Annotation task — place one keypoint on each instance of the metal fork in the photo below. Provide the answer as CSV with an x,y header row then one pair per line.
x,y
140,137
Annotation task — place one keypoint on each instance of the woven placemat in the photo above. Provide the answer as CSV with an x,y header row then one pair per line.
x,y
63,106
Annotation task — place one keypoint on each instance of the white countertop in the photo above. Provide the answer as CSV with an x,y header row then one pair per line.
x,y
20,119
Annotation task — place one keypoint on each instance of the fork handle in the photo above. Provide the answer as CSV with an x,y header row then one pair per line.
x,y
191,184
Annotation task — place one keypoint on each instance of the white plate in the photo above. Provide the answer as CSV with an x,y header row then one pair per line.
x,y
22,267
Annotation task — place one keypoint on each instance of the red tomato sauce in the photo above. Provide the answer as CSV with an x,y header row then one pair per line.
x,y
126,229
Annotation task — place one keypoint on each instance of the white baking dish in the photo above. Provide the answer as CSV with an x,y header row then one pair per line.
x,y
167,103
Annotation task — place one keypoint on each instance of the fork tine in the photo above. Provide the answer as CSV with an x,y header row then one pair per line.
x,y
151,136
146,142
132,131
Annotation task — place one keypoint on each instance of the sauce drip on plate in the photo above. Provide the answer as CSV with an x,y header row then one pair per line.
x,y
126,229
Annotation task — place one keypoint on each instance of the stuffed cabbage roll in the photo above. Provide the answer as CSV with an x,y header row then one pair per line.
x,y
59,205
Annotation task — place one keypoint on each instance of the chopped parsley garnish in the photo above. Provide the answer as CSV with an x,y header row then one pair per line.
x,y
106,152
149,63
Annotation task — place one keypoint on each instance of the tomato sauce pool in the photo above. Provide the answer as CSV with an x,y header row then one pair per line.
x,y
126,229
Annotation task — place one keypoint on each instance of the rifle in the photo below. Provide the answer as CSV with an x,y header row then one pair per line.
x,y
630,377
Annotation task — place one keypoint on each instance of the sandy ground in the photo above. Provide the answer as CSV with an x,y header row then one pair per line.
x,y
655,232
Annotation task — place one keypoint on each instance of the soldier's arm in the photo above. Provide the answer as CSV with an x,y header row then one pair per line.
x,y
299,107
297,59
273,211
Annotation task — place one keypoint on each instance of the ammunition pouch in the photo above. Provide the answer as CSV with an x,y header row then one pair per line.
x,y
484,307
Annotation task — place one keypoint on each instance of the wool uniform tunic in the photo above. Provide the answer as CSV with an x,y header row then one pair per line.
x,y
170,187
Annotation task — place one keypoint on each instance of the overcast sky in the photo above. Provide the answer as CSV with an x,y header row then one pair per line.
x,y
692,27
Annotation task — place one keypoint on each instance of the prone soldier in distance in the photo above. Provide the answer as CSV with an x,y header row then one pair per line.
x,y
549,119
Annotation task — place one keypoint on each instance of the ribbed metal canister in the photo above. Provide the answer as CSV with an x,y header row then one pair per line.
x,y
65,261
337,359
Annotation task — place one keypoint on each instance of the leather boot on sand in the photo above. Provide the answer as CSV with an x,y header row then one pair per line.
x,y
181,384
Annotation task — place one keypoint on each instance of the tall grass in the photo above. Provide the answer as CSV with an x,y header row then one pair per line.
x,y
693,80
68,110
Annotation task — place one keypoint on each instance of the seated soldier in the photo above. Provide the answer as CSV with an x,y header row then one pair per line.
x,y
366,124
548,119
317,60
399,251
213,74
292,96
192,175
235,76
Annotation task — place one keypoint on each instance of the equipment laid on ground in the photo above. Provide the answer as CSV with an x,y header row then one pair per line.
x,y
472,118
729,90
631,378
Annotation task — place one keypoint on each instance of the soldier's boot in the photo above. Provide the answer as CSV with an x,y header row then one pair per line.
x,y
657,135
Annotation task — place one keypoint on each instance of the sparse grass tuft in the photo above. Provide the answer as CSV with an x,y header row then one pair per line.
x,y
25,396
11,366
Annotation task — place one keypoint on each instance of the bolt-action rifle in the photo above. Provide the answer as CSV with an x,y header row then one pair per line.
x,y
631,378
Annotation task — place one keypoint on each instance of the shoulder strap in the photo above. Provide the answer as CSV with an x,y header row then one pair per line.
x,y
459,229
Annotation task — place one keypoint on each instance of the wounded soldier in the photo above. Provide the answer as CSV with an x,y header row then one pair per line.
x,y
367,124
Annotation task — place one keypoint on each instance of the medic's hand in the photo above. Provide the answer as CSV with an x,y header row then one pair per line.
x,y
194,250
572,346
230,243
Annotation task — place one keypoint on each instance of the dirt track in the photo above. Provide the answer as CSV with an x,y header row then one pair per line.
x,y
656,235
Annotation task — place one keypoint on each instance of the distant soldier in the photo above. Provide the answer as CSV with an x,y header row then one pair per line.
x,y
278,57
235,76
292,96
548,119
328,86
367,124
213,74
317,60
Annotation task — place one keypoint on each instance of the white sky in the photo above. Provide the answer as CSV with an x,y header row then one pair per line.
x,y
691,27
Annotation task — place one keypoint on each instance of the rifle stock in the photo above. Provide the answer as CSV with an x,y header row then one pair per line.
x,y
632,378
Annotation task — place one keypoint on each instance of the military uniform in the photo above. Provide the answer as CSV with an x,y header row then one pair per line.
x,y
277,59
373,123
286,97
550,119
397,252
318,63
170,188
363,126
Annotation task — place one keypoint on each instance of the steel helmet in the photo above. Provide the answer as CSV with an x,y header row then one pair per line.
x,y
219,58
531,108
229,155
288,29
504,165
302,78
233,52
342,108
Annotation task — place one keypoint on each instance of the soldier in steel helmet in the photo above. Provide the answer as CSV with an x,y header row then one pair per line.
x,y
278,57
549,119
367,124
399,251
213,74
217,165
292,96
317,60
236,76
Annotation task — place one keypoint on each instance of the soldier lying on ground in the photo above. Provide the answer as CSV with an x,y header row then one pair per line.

=======

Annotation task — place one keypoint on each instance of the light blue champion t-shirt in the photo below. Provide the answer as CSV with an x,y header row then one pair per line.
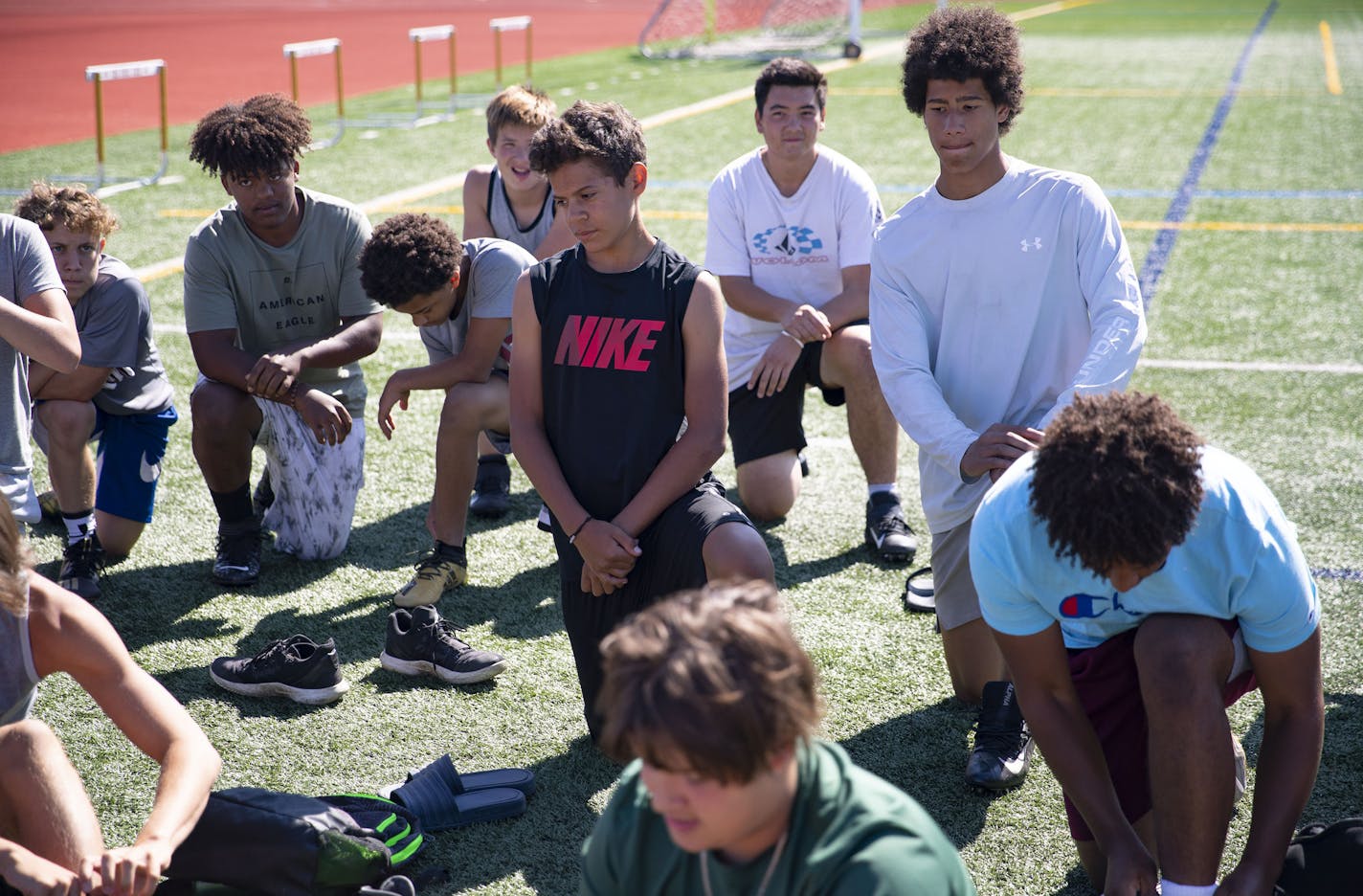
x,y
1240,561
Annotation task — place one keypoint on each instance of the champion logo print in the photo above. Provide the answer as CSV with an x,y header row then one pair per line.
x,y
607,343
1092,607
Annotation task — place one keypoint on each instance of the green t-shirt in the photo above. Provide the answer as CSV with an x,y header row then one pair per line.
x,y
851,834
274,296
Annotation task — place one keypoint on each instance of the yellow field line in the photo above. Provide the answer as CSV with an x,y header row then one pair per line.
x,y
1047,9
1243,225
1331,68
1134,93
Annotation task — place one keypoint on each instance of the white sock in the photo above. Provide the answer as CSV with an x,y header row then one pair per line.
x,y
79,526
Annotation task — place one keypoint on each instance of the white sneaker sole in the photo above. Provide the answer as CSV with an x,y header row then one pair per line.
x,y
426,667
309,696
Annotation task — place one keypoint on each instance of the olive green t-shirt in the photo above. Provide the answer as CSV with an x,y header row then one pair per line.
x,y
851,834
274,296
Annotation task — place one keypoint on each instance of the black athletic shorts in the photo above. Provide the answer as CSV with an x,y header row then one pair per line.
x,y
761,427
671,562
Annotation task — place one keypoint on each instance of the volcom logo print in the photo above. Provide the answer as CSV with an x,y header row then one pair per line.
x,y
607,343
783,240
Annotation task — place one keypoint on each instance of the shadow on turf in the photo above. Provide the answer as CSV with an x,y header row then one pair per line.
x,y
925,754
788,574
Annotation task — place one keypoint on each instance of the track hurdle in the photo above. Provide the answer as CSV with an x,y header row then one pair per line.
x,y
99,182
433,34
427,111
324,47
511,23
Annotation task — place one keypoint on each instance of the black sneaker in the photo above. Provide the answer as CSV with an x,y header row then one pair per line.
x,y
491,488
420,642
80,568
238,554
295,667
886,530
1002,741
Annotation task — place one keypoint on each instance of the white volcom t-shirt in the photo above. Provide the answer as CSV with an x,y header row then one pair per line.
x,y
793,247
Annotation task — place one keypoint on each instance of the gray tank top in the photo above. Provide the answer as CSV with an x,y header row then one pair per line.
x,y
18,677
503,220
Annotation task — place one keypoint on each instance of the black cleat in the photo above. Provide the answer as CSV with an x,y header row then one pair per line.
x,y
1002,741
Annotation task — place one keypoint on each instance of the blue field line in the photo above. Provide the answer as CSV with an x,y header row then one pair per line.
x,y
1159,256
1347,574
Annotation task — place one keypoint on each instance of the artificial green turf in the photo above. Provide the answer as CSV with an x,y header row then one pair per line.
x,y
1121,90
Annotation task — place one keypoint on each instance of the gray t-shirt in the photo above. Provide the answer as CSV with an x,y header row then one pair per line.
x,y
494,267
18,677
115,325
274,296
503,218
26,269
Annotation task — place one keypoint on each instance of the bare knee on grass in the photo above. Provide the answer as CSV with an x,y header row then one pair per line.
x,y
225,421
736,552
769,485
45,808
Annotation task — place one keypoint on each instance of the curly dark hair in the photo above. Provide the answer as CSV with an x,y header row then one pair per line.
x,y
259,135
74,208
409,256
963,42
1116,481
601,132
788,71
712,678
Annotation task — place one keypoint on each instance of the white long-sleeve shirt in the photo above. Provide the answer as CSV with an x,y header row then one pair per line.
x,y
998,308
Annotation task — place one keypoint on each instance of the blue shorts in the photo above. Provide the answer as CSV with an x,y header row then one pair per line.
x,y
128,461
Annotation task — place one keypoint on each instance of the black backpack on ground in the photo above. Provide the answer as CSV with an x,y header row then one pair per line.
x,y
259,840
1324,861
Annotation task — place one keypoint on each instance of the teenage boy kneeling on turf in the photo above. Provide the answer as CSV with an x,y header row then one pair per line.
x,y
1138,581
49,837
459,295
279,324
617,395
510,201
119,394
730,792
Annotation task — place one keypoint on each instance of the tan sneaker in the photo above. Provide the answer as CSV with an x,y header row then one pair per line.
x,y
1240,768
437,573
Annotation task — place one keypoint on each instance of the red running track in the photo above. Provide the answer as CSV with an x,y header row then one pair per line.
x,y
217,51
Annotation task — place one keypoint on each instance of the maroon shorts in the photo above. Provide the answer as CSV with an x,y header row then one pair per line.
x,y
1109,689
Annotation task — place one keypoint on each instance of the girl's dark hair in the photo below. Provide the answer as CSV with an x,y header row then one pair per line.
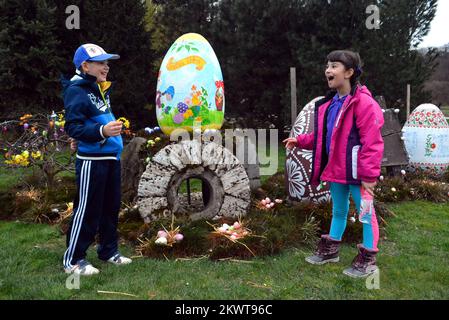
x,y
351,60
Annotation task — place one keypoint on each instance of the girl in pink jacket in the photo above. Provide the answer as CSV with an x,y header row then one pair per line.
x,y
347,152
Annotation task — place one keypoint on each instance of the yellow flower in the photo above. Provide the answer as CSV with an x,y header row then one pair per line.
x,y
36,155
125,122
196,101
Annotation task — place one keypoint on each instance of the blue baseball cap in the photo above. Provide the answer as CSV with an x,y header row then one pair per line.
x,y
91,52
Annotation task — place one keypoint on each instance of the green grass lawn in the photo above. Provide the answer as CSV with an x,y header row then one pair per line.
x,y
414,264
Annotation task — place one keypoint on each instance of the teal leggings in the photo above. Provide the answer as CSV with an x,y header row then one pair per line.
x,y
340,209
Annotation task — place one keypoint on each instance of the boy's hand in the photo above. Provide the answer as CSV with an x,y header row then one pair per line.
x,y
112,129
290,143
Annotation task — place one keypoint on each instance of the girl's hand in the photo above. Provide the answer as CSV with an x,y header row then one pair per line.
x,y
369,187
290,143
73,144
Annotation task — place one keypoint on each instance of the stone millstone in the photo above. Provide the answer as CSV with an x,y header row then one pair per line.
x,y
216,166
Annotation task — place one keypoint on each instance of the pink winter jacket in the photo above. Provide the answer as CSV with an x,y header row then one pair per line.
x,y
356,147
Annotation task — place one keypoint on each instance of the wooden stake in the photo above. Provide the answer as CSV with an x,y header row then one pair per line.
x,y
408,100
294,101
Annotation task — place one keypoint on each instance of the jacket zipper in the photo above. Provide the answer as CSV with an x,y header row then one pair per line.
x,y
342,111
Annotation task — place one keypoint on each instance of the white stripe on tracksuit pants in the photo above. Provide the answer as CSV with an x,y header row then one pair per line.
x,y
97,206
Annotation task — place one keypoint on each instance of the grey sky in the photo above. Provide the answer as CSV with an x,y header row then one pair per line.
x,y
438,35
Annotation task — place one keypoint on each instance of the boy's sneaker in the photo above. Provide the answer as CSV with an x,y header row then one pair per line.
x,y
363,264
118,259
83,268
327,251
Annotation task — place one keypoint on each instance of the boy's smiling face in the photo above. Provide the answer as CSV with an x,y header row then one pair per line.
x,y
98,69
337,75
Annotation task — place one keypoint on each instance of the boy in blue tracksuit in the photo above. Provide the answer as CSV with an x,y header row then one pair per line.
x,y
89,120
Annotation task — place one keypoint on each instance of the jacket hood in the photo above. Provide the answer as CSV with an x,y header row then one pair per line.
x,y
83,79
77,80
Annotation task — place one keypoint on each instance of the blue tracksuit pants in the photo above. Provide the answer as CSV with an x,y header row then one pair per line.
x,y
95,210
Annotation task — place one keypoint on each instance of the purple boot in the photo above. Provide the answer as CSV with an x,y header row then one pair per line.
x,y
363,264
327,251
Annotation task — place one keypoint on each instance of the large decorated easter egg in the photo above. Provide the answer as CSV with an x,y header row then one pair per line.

=======

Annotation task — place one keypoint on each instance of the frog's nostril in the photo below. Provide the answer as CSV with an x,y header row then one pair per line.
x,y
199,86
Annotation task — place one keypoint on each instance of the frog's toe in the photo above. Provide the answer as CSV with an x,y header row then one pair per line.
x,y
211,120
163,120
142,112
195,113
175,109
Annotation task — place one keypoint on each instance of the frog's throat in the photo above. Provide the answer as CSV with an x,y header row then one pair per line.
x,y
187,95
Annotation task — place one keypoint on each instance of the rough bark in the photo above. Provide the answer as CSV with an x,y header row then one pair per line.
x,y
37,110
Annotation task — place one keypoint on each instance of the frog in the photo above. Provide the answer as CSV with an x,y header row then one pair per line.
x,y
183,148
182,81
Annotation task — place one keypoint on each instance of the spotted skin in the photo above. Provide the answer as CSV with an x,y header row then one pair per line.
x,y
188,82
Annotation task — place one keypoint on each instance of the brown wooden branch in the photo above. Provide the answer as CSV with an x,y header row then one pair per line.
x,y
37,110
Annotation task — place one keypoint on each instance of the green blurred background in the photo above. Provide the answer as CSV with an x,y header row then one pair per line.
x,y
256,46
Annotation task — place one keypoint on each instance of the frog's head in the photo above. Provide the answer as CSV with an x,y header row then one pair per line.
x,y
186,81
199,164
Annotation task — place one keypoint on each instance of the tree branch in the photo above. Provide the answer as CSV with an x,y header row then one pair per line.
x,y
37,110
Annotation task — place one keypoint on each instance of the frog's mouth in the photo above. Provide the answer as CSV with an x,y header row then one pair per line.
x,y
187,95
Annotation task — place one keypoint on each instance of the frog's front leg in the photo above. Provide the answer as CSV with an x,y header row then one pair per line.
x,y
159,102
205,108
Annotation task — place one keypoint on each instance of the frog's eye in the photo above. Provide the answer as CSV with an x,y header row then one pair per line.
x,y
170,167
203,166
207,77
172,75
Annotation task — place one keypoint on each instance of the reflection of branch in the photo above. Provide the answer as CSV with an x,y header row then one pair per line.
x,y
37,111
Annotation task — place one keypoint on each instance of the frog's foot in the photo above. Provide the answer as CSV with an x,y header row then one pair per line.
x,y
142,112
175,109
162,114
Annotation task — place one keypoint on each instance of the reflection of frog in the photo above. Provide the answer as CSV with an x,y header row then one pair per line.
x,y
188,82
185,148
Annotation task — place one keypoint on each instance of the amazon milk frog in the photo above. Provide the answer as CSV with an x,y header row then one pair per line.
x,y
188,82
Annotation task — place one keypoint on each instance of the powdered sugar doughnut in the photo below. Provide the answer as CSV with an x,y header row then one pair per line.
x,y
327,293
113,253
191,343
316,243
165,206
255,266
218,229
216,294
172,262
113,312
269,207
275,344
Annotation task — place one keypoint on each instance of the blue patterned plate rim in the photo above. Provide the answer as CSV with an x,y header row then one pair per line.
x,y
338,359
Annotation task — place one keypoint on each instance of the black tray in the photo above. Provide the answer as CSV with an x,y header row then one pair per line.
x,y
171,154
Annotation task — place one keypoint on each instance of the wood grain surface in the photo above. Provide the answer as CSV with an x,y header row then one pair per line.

=======

- **What to produce**
In the entries above, restate word for word the lines between the one holding "the blue tracksuit" and the one holding "of the large", inclusive, and nothing besides.

- **Result for this task**
Annotation task — place one keypoint on each instance of the blue tracksuit pants in the photo above. Provide the answer as CSV with an x,y header row then one pair per line.
x,y
95,210
Annotation task — place one keypoint on each instance of the purple boot in the photo above. Provide the answer as CSV with an x,y header row then one pair per line.
x,y
363,264
327,251
Annotation task — place one keypoint on each instance of the large decorated easter egg in the photo above. Provide the answer as CSV with an x,y header row then one pair per line.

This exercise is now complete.